▶ DATA EXCERPTS

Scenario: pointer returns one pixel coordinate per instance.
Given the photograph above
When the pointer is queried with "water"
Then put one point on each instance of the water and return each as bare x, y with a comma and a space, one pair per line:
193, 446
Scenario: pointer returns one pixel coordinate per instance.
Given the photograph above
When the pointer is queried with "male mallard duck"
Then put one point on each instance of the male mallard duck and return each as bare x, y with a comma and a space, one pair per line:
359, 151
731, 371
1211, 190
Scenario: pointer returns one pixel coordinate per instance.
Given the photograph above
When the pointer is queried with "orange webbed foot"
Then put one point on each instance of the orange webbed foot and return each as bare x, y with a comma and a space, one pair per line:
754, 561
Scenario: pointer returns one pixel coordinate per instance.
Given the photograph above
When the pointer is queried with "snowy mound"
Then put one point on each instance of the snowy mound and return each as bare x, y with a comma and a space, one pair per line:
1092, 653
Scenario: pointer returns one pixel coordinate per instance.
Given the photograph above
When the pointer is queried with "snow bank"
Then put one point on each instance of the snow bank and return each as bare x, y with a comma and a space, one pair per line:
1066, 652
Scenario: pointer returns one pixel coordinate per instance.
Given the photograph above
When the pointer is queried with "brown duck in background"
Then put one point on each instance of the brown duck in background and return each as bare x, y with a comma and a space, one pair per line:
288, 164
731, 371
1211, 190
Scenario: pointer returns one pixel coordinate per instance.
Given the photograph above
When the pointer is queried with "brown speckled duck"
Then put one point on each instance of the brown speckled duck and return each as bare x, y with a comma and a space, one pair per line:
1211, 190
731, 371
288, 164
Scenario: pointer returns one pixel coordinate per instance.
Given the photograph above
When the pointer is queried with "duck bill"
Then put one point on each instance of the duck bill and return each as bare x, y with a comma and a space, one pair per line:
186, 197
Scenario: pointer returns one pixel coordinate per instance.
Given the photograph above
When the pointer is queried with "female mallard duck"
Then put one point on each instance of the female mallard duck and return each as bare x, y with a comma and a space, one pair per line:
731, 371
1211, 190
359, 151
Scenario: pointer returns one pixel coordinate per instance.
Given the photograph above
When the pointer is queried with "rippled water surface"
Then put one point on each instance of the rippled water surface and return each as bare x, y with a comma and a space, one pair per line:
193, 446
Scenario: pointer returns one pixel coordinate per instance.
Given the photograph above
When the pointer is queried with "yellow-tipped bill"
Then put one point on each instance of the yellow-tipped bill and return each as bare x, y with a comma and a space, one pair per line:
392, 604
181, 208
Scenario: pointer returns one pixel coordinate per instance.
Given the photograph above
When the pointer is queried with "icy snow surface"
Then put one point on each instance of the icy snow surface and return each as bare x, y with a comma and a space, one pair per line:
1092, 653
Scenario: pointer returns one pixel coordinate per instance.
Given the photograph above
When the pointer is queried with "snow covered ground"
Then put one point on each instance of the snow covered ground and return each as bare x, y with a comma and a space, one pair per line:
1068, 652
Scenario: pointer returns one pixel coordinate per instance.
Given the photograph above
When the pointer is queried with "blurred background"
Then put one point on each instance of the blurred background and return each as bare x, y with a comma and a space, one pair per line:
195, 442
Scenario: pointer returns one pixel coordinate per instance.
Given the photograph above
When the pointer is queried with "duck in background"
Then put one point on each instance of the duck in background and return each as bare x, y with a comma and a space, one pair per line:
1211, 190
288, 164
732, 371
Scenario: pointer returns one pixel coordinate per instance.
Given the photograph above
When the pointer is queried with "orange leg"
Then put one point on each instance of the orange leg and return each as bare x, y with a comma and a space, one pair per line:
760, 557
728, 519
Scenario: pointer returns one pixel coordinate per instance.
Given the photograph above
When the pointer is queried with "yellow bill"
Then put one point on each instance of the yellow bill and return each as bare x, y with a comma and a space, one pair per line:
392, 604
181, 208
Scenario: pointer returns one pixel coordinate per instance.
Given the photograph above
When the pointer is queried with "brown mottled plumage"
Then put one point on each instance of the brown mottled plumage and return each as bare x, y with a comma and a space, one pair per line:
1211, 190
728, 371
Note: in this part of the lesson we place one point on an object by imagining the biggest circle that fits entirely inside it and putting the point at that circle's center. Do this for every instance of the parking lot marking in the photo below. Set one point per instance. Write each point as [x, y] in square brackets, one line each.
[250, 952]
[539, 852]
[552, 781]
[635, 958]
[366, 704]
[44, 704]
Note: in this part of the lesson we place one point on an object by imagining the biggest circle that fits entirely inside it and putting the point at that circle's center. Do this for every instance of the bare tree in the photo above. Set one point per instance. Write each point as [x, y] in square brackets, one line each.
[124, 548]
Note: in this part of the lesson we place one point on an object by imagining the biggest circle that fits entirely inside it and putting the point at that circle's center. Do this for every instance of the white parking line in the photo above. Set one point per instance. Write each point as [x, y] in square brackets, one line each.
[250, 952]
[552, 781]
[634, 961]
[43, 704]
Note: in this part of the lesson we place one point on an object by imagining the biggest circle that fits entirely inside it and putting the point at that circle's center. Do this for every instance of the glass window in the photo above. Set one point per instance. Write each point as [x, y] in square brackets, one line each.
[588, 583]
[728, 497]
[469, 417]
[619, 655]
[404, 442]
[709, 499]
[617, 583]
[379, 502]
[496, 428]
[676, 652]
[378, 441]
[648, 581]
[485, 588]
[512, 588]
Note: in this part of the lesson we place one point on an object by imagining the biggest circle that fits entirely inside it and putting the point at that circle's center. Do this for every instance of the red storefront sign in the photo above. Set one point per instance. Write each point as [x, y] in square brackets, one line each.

▶ WORK ORDER
Copy out the entire listing above exactly.

▶ OUTPUT FOR THIS EXERCISE
Scenario: pointer returns one pixel coordinate per instance.
Given the photograph above
When the pointer is queried with "water"
Then put one point on each instance of the water and return each as bare x, y with a comma and a space, one pair per line:
193, 446
Scenario: pointer returns one pixel coordinate per instance.
Given the photograph above
When the pointer is queried with "male mallard duck"
Then put one point on each instance of the male mallard duck and return each as bare x, y with a comma and a space, one pair per line:
359, 151
731, 371
1211, 190
Scenario: pointer returns one pixel coordinate per instance.
Given the photograph above
When the pointer is queried with "orange webbed foot"
Then put one point on each instance of the orange webbed foot and return each as bare x, y with a comma and a space, one pair per line:
754, 561
Scenario: pointer returns one pixel coordinate per instance.
Given the photograph above
When the pointer is queried with "snowy mound"
Then put one point on each instance of the snowy mound and return each as bare x, y with a comma and a space, one pair per line:
1092, 653
Scenario: pointer returns one pixel coordinate per instance.
Given the photograph above
When the pointer is queried with "snow bank"
Then put one point on each instance of the snow bank and return each as bare x, y with a comma and a space, one pair per line:
1066, 652
Scenario: pointer returns one pixel coordinate per instance.
Given the photograph above
When the pointer is queried with "brown duck in background"
Then put one point on each instance of the brown duck in background and return each as bare x, y with a comma and a space, one pair per line:
288, 164
731, 371
1211, 190
Scenario: pointer returns one pixel coordinate per instance.
Given the photograph above
When the pointer is queried with "brown speckled duck"
Then put one point on each instance of the brown speckled duck and return each as bare x, y with a comma and a space, one pair per line:
1211, 190
731, 371
288, 164
Scenario: pointer returns one pixel coordinate per instance.
Given the photograph above
When the pointer is queried with "duck bill"
Then put one point on each instance of the duck bill and return each as bare x, y with a comma and a space, one pair per line:
186, 197
Scenario: pointer returns one pixel coordinate per instance.
Given the photograph above
When the pointer is queried with "female mallard duck"
Then put one point on each instance of the female mallard duck and return each as bare x, y with a comma and a space, one pair per line:
731, 371
1211, 190
359, 151
Scenario: pointer returns one pixel coordinate per instance.
Given the photograph above
When the pointer is queried with "rippled water surface"
Then put one point on each instance of the rippled water surface and return each as bare x, y with a comma and a space, one pair per line:
193, 446
Scenario: pointer returns one pixel coordinate per instance.
Given the photograph above
When the pointer is queried with "yellow-tipped bill"
Then put one point on each instance of the yellow-tipped bill and return each as bare x, y with a comma and a space, one pair per line:
392, 604
181, 208
Scenario: pointer returns one pixel coordinate per instance.
Given the photograph above
When the pointer is queried with "icy snow surface"
Then put one point on each instance of the icy snow surface and return each as bare x, y with a comma and a space, one pair per line:
1092, 653
Scenario: pointer returns one pixel coordinate per instance.
Given the photograph above
When the pointer is queried with "snow covered ground"
Then put one point on each instance of the snow covered ground and return each as bare x, y with a comma and a space, one pair per line:
1068, 652
Scenario: pointer returns one pixel coordinate per instance.
Given the photograph above
When the pointer is queried with "blurred background"
Then put one point on each instance of the blurred background and return each as bare x, y with a comma and a space, one pair per line:
195, 442
Scenario: pointer returns one pixel coordinate per instance.
Given the photograph above
When the pointer is queried with "duck in background"
Then put one point on each instance of the duck in background and return each as bare x, y with a comma and a space, one pair per line:
1211, 190
288, 164
732, 371
Scenario: pointer returns one pixel coordinate per instance.
Given the photograph above
When the pointer is queried with "orange leg"
Then put one point on each instance of the orange leg and return each as bare x, y with a comma and a space, one pair per line:
760, 557
728, 519
Scenario: pointer returns one pixel coordinate per instance.
Given the photograph above
When the pointer is queried with "yellow bill"
Then put one point on each instance of the yellow bill and return each as bare x, y with a comma and a space, one pair per line:
392, 604
181, 208
Scenario: pointer returns one pixel coordinate per instance.
Given the photograph above
When the pointer is queried with "brown mottled plumage"
Then put one point on each instance of the brown mottled plumage and return each as bare x, y with a comma and a space, one pair per line:
1211, 190
728, 371
Note: in this part of the lesson we place one point on an object by imagining the biggest circle that fits entirely inside it and putting the point at that circle's center. Do this for every instance of the parking lot marking in the photo below. Set one point per instance. Write each point as [x, y] in square brackets, one line each.
[250, 952]
[539, 852]
[552, 781]
[635, 958]
[366, 704]
[44, 704]
Note: in this part of the lesson we place one point on an object by imagining the biggest circle that fits entirely inside it and putting the point at that circle's center. Do this for every instance of the bare tree in the photo above. Set one point per instance. Write each point as [x, y] in square brackets, one line each.
[124, 548]
Note: in this part of the lesson we place one point on an object by imagining the biggest circle that fits entirely inside it and putting the point at that circle's center. Do this for every instance of the white parking line in the photo above. Set one point per instance. Write each point as [x, y] in square brackets, one line each.
[250, 952]
[552, 781]
[634, 961]
[43, 704]
Note: in this part of the lesson we place one point on an object by imagining the biggest circle that fits entirely inside it and putting the point at that circle's center. Do this for every instance of the glass window in the photo above. Set one point per instance. Write each point as [x, y] in square brackets, one line each.
[588, 583]
[728, 497]
[469, 417]
[619, 655]
[404, 442]
[709, 499]
[617, 583]
[379, 502]
[496, 428]
[676, 652]
[378, 441]
[648, 581]
[485, 588]
[512, 588]
Note: in this part of the lesson we place one point on an object by imagining the biggest circle that fits entirely inside it and putting the point at that circle's center. Do this for every instance of the red storefront sign in the photo above. Set one point per instance. Write each point as [x, y] in square brackets, one line each.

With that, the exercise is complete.